§ **Task instructions**:
• 1. According to the article on Alyson Hannigan, how many hours did she work on the "American Pie 2" set before being driven to the "Buffy" set?
• 2. Restate the Alyson Hannigan article from "Oh, and I’ve" up to and including "Happy reading.", with "bolded" changed to "italicized".
• 3. Continue the article on Alyson Hannigan and "American Pie 2" from where it stops.

# start of Selected text

Nothing much new. Nothing overly spoilery. But here it is for what it’s worth.
Oh, and I’ve bolded a quote about 2/3rds of the way down that kitties might find interesting about the future of Willow and Tara. It’s vague enough that I don’t think it needs spoiler space.
Happy reading.
EASY AS ‘PIE?’:
ALYSON HANNIGAN RETURNS FOR ‘AMERICAN PIE 2’
By IAN SPELLING
(Distributed by New York Times Special Features.)
Alyson Hannigan, you starred in “American Pie.” You stole the show and uttered the most memorable line of dialogue. You watched that 1999 teen sex comedy blast past the $100 million mark. What’s next — a sequel, right?
Well, not so fast.
“It was definitely an arm twist,” says Hannigan, who eventually did sign on to reprise her role as the flute-playing, sex-fiend dork Michelle in “American Pie 2.” “I was so satisfied with the first movie and especially my character. I could understand, ‘OK, a sequel,’ but I just didn’t think Michelle should be a part of it. I thought you got the bang for the buck. “I was told, ‘No, no, your character will definitely be a part
of a sequel,’ but I couldn’t figure out how that would work and I was really apprehensive.
“Then I got the script and thought, ‘Oh, wow, OK,”’ she continues. “I liked what they’d done and where they went with the character ... I still had reservations about the whole idea of a sequel — there will be such high expectations — but the script was so funny, and if there’d been no ‘American Pie’ I’d have loved this
script anyway.”
Making the film involved a race against the clock. At the time an actors’ strike seemed imminent, and all the cast members, whose Hollywood stock had risen dramatically in the wake of “American Pie,” had to juggle other films — not to mention Hannigan’s television series, “Buffy the Vampire Slayer” — to fit in the sequel.
“Everything was done in a rush because of the strike and also because ‘American Pie 2’ is really a summer movie,” Hannigan says by telephone from her Los Angeles home. “It takes place in the summer, and it couldn’t wait until next summer because it’s supposed to be the summer after the gang’s first year of college. If we were five years older, it would look a little odd.”
Working around her “Buffy” role as Willow was especially complicated, she says.
“I was doing ‘Buffy’ during the first movie, too,” she recalls, “but I didn’t work as often as I did on this one. We were at the end of the ‘Buffy’ season this time, so I was really tired. It was chaotic. I had a 27-hour day — I worked on ‘American Pie 2’ for 12 hours on a Sunday night and then they drove me to the
‘Buffy’ set, where I had a 15-hour day. Fortunately it was a stunt day on ‘Buffy,’ so I could get some rest in my trailer.”
Bizarrely, the plot details of “American Pie 2” are being kept as secret as a Stanley Kubrick script. Hannigan will reveal only that most of her scenes pair her with Jason Biggs as Jim, the sexually frustrated teen who last time around made dessert sexy before falling for lusty Michelle.

# end of Selected text
# start of Given information

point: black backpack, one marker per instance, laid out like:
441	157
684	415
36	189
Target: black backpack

# end of Given information

§ **Solved tasks**:
• 1. 12 hours

• 2.
Oh, and I’ve italicized a quote about 2/3rds of the way down that kitties might find interesting about the future of Willow and Tara. It’s vague enough that I don’t think it needs spoiler space.
Happy reading.

• 3.
“Michelle is working at band camp now, which I really enjoyed,” Hannigan says. “She’s basically still Michelle and in her little Michelle world. Jim comes to her for advice and they have their training moments. I think I can say that — I think that’s all I can say.”
The actress giggles.
“Seriously, you’d think we were working for the White House,” she says. “Script pages we used on the set were on dark paper that you couldn’t copy. The initial script I received had my last name over the entire text, on each page, so if I Xeroxed it they’d know who leaked it.
“It was ridiculous.”
To fans of “Buffy” and “American Pie,” it came as something of a shock when the 27-year-old redhead posed for a sexy pictorial in FHM, a men’s magazine that crowned her 10th among its ”100 Sexiest Women.” Not the look usually associated with the scruffy Michelle or Willow.
“I don’t care if I look good, because that’s not what my career is about,” says the actress, who was born in Washington and made her screen debut at 14 in “My Stepmother Is an Alien” (1988). “It’s not about, ‘Well, I’ve to go for this glamorous role.’ It’s about doing characters that I can play, about making people believe that I’m that character.
“Surprisingly, they’re always the unglamorous characters,” she adds. “I realize a lot of actresses wouldn’t play Michelle — and good, I’m glad they didn’t, because I had a great time.”
To hear Hannigan tell it, she’s having a great time on “Buffy” as well. The show will kick off its sixth season in October, when fans will learn how series creator Joss Whedon plans to resurrect Buffy (Sarah Michelle Gellar), the show’s currently dead title character, and also what lies ahead for the relationship between Willow and her girlfriend, Tara (Amber Benson).
“No relationships ever seem to go smoothly,” Hannigan says vaguely, fully aware that Whedon, too, likes to keep his stories under wraps as long as possible. “It’s still Sunnyvale, so there could be trouble. But maybe they’ll prevail — who knows?”
When “Buffy” returns to the airwaves, it will do so on UPN, not on the WB network, its original home. Warner Bros. gambled on the show when no one else would, and made the show its signature series in its campaign to snare young viewers. This past winter, however, Whedon and 20th Century Fox Television, which produces “Buffy,” took the money — reportedly north of $2 million per episode for two years — and jumped ship to UPN.
The change in networks hasn’t directly affected “Buffy” yet, Hannigan says, but she was struck by the fact that she and the other cast members attended the recent annual gathering of the Television Critics Association to promote the show.
“We hadn’t done TCA since the first season,” she says. “It feels almost as if it’s the first season again. Also, Joss is obviously an overachiever already, but starting over will make him make sure the show is that much better. He’s very competitive — he wants to see the show do well and ‘save UPN’ and be such a hit.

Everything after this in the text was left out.